本発明は、船舶等の大型構造物に使用される鋼板の製造方法に関し、特に船舶の衝突時に衝突エネルギーを吸収し船体の破損を抑制する、高い一様伸びを有する、耐衝突性に優れた鋼板の高能率製造方法に関するものである。
近年、大型タンカーの座礁や衝突が原因で生じる油流出による環境汚染が問題となっている。これらの事故による油流出を防止するために、船殻の二重構造化等の船体構造面からの改善が行われている。
しかし、船体用鋼板についてはいくつか対応策が検討されているものの十分ではない。例えば、船体用鋼板面からの取り組みとして、衝突時のエネルギーを鋼板自体に多く吸収させることが提案されているが、未だ十分な実用段階には達していない。
鋼板が破断までに吸収するエネルギーは、鋼板の強度と伸びの積から決定される。一般に、船体用鋼板においては設計上の要求から必要な降伏応力が決められており、使用する部位に応じて鋼板の強度等級が選択される。このため、必要以上の強度を持つ鋼板は特に必要とされない。また、強度を向上させるための合金元素の添加はコスト上昇や溶接性劣化の原因になる。このため、強度増加による吸収エネルギーの向上は好ましくない。したがって、鋼板が吸収するエネルギーを大きくするには伸び(特に、一様伸び)を大きくすることが望ましい。
以上の観点から、特許文献1には、フェライト相を主体とし、フェライト相と硬質相とからなる組織とすることで、一様伸びを高めて、船舶の衝突時のエネルギー吸収性能を改善した鋼板およびその製造方法が開示されている。
しかしながら、特許文献1の製造方法では、第1段の冷却の後、5秒以上の放冷を行い、その後、第2段の冷却を行うため、製造に時間がかかる。そこで、さらに能率良く耐衝突性に優れた鋼板を製造する方法が望まれている。すなわち、第1段の冷却と第2段の冷却の間の放冷時間を短くできれば、鋼板の製造効率が大幅に向上することになる。
特開2011−252201号公報
本発明は、かかる事情に鑑み、合金元素の添加等によるコス卜の増加や、船体構造設計の変更なしに、機械的特性に優れるとともに、耐衝突性に優れた鋼板を能率良く製造する方法を提供することを目的とする。
特に、フェライト相を主体とし、フェライト相と硬質相とからなる組織とすることで、一様伸びを高めて上記エネルギー吸収性能を改善した鋼板を2段冷却で製造するに際し、第1段の冷却と第2段の冷却との間の放冷時間を短くし、製造効率を高めることを目的とする。

======

=== 依頼文 1 ===
本文のうち、「鋼板が破断までに吸収するエネ」を含む語句で始まり「の製造方法が開示されている。」で終わる部分を、「一様伸び」を「均一伸び」に入れ替えて書き出せ。
=== 依頼文 2 ===
本文から「一様伸び」という語を含む文をすべて抜き出せ。
=== 依頼文 3 ===
本文によれば、強度を増加させて鋼板の吸収エネルギーを高めることが好ましくないのはなぜか。1～3文で説明せよ。
本文だけを根拠にして答えること。

=== 提供情報 ===
======

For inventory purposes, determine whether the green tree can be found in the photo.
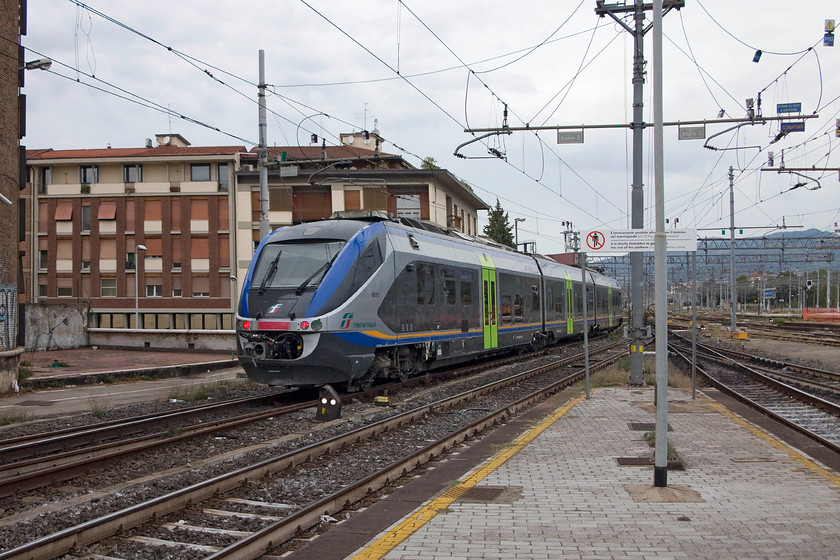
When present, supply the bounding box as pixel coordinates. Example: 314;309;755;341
484;198;516;247
420;156;440;169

======

=== 演習の解答 1 ===
鋼板が破断までに吸収するエネルギーは、鋼板の強度と伸びの積から決定される。一般に、船体用鋼板においては設計上の要求から必要な降伏応力が決められており、使用する部位に応じて鋼板の強度等級が選択される。このため、必要以上の強度を持つ鋼板は特に必要とされない。また、強度を向上させるための合金元素の添加はコスト上昇や溶接性劣化の原因になる。このため、強度増加による吸収エネルギーの向上は好ましくない。したがって、鋼板が吸収するエネルギーを大きくするには伸び(特に、均一伸び)を大きくすることが望ましい。
以上の観点から、特許文献1には、フェライト相を主体とし、フェライト相と硬質相とからなる組織とすることで、均一伸びを高めて、船舶の衝突時のエネルギー吸収性能を改善した鋼板およびその製造方法が開示されている。

=== 演習の解答 2 ===
・本発明は、船舶等の大型構造物に使用される鋼板の製造方法に関し、特に船舶の衝突時に衝突エネルギーを吸収し船体の破損を抑制する、高い一様伸びを有する、耐衝突性に優れた鋼板の高能率製造方法に関するものである。
・したがって、鋼板が吸収するエネルギーを大きくするには伸び(特に、一様伸び)を大きくすることが望ましい。
・以上の観点から、特許文献1には、フェライト相を主体とし、フェライト相と硬質相とからなる組織とすることで、一様伸びを高めて、船舶の衝突時のエネルギー吸収性能を改善した鋼板およびその製造方法が開示されている。
・特に、フェライト相を主体とし、フェライト相と硬質相とからなる組織とすることで、一様伸びを高めて上記エネルギー吸収性能を改善した鋼板を2段冷却で製造するに際し、第1段の冷却と第2段の冷却との間の放冷時間を短くし、製造効率を高めることを目的とする。

=== 演習の解答 3 ===
船体用鋼板は設計上の要求から必要な降伏応力が決められ、使用部位に応じて強度等級が選ばれるので、必要以上の強度を持つ鋼板は特に求められない。さらに、強度を上げるための合金元素の添加はコスト上昇や溶接性劣化の原因になる。